GESELECTEERDE PASSAGE:

================

Verruiming vrijstelling OV-abonnementen en voordeelurenkaarten
Voorgesteld wordt om het privégebruik van een door de werkgever vergoede of verstrekte OV-kaart of voordeelurenkaart gericht vrij te stellen, als de werknemer de kaart ook voor zakelijke reizen, waaronder woon-werkverkeer, gebruikt.
Algemeen btw-tarief op agrarische goederen en diensten
Voor de leveringen van bepaalde agrarische goederen geldt het verlaagde tarief van de omzetbelasting. De toepassing van het verlaagde tarief hangt samen met de destijds geldende landbouwregeling. De landbouwregeling is per 1 januari 2018 afgeschaft. Voorgesteld wordt om het verlaagde tarief op deze leveringen per 1 januari 2025 te vervangen door het algemene tarief.
Betalingskorting voorlopige aanslag
De betalingskorting bij betaling ineens van voorlopige aanslagen IB wordt afgeschaft. Voor de vennootschapsbelasting geldt dit al sinds 1 januari 2023.

================

Uittreksel uit dataset:

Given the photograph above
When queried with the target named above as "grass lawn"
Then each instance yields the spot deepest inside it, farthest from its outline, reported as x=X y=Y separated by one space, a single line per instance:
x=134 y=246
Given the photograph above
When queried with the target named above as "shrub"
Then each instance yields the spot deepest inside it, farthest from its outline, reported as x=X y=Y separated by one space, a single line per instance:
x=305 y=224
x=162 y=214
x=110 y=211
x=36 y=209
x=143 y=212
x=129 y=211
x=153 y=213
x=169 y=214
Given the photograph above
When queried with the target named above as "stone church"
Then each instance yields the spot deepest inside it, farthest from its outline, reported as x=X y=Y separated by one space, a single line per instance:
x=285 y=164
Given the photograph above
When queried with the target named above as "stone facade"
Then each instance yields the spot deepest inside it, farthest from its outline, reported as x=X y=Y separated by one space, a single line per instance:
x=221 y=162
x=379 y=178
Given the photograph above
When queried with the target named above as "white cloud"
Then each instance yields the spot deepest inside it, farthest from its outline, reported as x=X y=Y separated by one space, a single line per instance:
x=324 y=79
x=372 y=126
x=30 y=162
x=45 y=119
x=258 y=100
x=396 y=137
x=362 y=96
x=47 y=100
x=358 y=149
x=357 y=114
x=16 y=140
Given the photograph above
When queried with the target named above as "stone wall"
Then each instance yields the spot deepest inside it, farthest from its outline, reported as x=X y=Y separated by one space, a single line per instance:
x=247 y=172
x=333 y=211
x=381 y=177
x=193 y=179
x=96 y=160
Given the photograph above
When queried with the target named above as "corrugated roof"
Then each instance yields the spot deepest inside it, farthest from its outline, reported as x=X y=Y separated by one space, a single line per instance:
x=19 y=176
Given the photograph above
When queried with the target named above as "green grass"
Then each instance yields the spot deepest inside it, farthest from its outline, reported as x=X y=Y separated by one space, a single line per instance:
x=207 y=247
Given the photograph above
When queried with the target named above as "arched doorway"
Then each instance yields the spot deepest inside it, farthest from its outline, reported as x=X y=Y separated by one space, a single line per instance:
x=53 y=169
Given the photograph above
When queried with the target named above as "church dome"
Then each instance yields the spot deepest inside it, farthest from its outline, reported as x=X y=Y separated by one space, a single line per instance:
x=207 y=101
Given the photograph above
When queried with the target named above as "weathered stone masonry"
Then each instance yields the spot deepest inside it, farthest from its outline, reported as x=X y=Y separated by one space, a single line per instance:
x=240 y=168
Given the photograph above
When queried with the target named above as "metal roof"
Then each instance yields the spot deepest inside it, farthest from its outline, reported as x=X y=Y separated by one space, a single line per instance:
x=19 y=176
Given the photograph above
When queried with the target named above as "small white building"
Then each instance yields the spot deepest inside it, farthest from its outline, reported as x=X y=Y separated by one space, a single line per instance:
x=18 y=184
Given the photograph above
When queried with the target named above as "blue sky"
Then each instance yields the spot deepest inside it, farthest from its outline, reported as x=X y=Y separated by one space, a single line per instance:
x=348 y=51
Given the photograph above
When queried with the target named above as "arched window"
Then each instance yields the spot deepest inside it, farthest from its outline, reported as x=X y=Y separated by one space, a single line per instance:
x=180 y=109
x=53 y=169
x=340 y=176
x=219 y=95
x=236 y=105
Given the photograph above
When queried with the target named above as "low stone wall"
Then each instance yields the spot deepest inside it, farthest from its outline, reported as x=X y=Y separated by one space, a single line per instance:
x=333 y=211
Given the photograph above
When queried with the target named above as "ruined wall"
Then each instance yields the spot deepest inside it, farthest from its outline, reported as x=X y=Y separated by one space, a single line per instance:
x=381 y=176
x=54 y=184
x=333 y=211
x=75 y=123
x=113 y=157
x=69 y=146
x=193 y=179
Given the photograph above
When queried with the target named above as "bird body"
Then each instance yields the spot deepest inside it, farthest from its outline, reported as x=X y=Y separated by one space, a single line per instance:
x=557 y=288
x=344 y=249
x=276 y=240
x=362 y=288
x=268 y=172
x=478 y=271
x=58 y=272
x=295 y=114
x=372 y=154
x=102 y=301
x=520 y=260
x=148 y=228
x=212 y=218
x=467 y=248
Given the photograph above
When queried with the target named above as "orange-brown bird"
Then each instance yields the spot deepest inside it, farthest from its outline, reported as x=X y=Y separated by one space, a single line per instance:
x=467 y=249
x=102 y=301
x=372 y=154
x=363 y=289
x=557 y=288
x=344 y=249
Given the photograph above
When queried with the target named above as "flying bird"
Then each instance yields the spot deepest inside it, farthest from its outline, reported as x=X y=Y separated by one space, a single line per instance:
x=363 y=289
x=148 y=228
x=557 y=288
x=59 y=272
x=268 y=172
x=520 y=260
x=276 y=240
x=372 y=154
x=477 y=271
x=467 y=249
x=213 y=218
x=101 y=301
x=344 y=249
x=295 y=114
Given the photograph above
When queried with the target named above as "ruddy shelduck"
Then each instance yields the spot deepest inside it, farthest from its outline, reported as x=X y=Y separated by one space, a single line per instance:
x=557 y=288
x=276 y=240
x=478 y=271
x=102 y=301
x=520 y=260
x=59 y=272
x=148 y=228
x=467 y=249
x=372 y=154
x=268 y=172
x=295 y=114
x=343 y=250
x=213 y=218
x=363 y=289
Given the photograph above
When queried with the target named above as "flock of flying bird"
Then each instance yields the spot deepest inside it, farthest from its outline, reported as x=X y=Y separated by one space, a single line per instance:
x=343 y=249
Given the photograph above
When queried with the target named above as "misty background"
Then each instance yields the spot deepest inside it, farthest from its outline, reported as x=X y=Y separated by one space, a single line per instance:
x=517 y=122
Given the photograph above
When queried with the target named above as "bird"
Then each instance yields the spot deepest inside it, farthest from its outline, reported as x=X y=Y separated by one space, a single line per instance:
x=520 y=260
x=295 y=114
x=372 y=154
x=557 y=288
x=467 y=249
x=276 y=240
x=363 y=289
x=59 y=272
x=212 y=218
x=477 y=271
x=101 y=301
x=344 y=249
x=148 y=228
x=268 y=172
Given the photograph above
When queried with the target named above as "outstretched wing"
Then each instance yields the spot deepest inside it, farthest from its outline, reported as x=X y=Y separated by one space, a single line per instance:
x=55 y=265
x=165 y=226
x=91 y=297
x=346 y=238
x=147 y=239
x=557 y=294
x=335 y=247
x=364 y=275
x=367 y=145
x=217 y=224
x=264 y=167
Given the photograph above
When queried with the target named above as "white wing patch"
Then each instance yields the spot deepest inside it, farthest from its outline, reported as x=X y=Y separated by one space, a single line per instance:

================

SCHRIFTELIJKE OPDRACHT:
Hervat de passage over belastingmaatregelen direct na de laatste zin ervan.

VERWACHT ANTWOORD:
Giftenaftrek vennootschapsbelasting
De giftenaftrek in de vennootschapsbelasting is een uitzondering op de niet-aftrekbaarheid van uitgaven die worden gedaan vanuit aandeelhoudersmotieven. Dergelijke uitgaven zijn belast bij de aanmerkelijkbelanghouder. Het kabinet past de regeling voor giftenaftrek in de vennootschap aan. In de eerste plaats wordt wettelijk geregeld dat giften door een vennootschap aan een ANBI, die als een uitdeling aan de aanmerkelijkbelanghouder kunnen worden aangemerkt, niet worden aangemerkt als in box 2 te belasten voordelen en met dividendbelasting te belasten opbrengsten. In de tweede plaats vervalt de giftenaftrek in de vennootschapsbelasting voor alle lichamen. Een gift door een vennootschap aan een ANBI of een steunstichting SBBI blijft wel vrij van schenkbelasting.